● Text excerpt
'''

Photo credit: Youtube

The research has taken three quarters of a century (and counting). But the findings are truly remarkable: pain and pleasure are naturally balanced in a healthy brain. Substances can drastically disrupt that balance, however. In the effort to restore it, our brains go into overdrive. Fortunately, we can help it along—and help ourselves at the same time.

Dr. Anna Lembke is a Stanford professor of psychiatry and behavioral science. She was also one of the first experts to sound the alarm about the opioid epidemic and the over-prescribing of opioid medications. These days, she dedicates her public events to explaining the neurochemistry of addiction.

Lembke is a gifted explainer. If you’re like me, you’ve probably heard the terms—stimulants, dopamine, neurotransmitters, pleasure centers—without being able to put the pieces together into a solid understanding of what’s going on up there when I eat that chocolate. Or take that pill, or even stare too long at my phone. In these 13 minutes, Lembke makes it clear and simple.

Also fascinating. Who knew that dopamine, a chemical produced in the brain, was “the final common pathway” for all pleasure and rewards? Who knew that pleasure and pain were handled by exactly the same part of the brain, or that the brain worked tirelessly to keep them in balance?

'''

● Required actions
a: For each statement, say yes or no according to the passage on Anna Lembke and addiction, and quote the words that decide it: (i) Lembke teaches psychiatry and behavioral science at Stanford. (ii) The research described has taken half a century. (iii) Pleasure and pain are handled by separate parts of the brain.
b: According to the passage on Anna Lembke and addiction, what chemical is "the final common pathway" for all pleasure and rewards?
c: Write the next part of the passage on Anna Lembke and addiction, starting after its last sentence.
The rows have no connection to the passage on Anna Lembke and addiction.

● Source information

'''

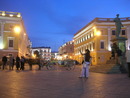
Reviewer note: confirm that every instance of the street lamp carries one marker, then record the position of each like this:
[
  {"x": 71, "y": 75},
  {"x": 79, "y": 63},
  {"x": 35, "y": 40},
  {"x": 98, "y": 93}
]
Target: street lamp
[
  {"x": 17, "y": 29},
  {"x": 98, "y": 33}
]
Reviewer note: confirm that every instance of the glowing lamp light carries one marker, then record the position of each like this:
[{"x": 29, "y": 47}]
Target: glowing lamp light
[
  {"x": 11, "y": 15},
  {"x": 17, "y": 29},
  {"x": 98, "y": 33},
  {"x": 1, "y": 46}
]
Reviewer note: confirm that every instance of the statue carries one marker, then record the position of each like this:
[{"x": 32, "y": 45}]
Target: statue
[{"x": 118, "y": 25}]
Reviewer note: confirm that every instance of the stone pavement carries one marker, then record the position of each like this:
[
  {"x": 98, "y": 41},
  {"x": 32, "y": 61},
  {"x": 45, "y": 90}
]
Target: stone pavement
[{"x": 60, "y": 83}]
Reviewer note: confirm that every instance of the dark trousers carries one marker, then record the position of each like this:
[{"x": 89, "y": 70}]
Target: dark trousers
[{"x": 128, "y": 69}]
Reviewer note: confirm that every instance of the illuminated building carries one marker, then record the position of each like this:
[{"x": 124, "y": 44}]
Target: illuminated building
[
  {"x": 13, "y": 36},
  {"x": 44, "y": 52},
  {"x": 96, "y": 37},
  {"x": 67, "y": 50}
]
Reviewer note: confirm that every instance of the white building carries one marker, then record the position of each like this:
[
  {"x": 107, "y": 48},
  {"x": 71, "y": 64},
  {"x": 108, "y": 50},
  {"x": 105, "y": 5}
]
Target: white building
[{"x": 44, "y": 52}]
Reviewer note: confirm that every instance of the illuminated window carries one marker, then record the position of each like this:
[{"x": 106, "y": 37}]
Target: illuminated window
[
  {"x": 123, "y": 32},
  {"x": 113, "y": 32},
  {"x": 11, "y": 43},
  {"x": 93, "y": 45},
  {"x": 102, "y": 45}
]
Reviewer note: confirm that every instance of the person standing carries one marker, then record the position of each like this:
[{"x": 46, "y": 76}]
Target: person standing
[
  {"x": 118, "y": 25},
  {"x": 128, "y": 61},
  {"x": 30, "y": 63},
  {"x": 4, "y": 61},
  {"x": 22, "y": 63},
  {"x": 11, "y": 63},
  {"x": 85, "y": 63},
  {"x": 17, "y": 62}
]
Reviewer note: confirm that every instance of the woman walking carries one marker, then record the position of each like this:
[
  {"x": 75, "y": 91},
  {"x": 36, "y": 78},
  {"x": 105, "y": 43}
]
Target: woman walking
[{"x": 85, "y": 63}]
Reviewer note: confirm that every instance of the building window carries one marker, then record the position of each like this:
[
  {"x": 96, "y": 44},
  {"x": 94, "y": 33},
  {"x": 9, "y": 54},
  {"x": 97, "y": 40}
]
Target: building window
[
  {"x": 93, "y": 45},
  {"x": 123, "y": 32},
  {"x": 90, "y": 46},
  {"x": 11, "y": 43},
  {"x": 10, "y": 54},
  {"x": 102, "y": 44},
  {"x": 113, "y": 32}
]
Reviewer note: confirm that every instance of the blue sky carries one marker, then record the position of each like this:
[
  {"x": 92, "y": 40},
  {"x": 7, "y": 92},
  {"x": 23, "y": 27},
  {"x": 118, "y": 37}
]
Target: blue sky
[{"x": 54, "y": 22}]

'''
'''

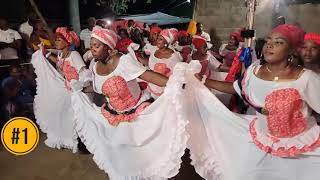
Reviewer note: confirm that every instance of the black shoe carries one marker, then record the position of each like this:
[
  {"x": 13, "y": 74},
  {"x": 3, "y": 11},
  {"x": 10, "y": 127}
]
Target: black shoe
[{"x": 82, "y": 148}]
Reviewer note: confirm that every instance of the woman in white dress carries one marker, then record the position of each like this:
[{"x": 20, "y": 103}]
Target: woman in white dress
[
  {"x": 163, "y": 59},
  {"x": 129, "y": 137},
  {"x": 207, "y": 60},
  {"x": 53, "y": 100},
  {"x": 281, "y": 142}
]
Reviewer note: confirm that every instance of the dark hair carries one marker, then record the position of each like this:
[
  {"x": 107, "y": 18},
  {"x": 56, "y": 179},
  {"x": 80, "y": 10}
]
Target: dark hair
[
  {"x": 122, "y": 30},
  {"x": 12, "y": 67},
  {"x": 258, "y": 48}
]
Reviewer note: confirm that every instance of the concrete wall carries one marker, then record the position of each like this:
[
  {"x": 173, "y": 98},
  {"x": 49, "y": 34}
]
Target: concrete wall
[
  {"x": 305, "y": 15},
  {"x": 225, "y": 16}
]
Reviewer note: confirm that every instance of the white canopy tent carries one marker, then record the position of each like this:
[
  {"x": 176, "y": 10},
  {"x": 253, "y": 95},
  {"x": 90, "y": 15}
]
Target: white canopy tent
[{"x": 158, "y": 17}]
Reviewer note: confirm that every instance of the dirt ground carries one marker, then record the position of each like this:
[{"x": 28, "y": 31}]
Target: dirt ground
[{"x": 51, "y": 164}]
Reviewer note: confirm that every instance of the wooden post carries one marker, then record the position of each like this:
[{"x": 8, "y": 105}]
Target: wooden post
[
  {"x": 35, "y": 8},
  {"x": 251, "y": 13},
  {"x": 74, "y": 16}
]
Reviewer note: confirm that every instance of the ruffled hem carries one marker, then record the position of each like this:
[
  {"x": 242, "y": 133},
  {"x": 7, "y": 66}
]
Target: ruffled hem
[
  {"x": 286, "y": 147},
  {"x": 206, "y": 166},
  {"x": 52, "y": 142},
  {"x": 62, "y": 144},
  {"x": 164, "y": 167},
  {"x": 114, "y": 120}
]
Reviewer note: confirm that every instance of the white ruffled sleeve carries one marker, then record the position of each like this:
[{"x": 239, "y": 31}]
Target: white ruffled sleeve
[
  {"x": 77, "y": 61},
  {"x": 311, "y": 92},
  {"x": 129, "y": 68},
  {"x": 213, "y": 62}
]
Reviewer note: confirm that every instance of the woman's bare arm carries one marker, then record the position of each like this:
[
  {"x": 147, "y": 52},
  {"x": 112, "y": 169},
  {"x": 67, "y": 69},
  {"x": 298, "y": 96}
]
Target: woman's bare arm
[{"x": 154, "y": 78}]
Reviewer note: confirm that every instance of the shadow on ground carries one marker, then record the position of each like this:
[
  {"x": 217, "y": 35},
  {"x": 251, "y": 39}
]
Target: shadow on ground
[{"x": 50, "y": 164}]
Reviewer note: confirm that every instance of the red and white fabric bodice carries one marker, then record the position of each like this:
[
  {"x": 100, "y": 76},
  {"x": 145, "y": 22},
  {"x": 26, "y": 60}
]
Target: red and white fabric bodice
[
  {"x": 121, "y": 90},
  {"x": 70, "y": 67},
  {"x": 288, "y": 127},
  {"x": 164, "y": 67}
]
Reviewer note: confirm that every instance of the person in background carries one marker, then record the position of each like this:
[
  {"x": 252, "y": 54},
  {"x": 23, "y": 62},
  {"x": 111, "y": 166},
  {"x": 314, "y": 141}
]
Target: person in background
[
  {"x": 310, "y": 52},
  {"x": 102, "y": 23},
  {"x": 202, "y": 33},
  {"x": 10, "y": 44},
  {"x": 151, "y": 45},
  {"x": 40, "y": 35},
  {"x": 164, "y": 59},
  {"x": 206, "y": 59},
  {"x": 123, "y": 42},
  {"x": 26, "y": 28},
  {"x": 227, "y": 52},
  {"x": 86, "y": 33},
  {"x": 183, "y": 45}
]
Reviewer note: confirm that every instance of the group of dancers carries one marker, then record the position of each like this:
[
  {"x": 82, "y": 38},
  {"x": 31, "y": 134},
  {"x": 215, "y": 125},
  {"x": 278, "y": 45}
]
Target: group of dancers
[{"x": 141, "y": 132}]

'''

● Answers below
a:
(i) Yes: "Dr. Anna Lembke is a Stanford professor of psychiatry and behavioral science."
(ii) No: "The research has taken three quarters of a century (and counting)."
(iii) No: "pleasure and pain were handled by exactly the same part of the brain"

b: Dopamine, a chemical produced in the brain.

c:
That effort is where addiction makes its entrance. In the modern world, we bombard our system with things that stimulate dopamine production—sugar, chocolate, sex, coke, opioids. Each and every time, our brain flies into action to counter that stimulus, or in Lembke’s terms, to add weight on the pain side of the see-saw. Our brain only stops when we do.

The problem? Our brains go too far, tipping the balance towards pain. The more we reach for pleasure stimulants, the more our brains generate, and cling to, a pain response. Worst of all, that pain is ultimately stronger and longer lasting than any pleasure inputs we can reach for. As this wild see-sawing goes on, we get stranded in a “dopamine deficient state.” We come to need drugs not to feel pleasure, but merely to dampen the debilitating pain produced within ourselves. That, says Lembke, is addiction.

Fortunately, when we abstain, our brains eventually do return to balance. The cravings of withdrawal (that state of low-dopamine misery) pass. The final part of this absorbing talk is all about what to do with this knowledge, and Lembke’s just as compelling on these points as she is in describing the biochemistry. Have a listen. I think you’ll find her points both satisfying and useful.